(Written exercise)
Count the lines in the rows below that contain the string "plant", treating uppercase and lowercase as different, and give only that number.

(Records for the exercise)
* * * * * * *

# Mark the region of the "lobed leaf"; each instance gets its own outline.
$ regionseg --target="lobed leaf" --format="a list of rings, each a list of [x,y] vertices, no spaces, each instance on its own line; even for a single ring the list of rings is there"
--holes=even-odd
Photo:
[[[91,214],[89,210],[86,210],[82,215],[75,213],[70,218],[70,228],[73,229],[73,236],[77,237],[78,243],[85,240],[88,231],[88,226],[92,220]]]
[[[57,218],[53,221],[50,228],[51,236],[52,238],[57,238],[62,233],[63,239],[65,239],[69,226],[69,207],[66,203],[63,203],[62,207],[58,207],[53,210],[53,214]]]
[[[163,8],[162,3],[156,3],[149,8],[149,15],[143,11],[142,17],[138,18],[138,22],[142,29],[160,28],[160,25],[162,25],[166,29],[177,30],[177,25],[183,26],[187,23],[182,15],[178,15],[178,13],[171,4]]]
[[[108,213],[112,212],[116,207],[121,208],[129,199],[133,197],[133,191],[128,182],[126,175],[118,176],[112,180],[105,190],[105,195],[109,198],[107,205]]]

* * * * * * *

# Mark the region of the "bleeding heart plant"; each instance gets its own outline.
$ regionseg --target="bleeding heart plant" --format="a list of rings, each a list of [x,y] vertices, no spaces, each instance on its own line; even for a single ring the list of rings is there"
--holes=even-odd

* * * * * * *

(Solution to this task)
2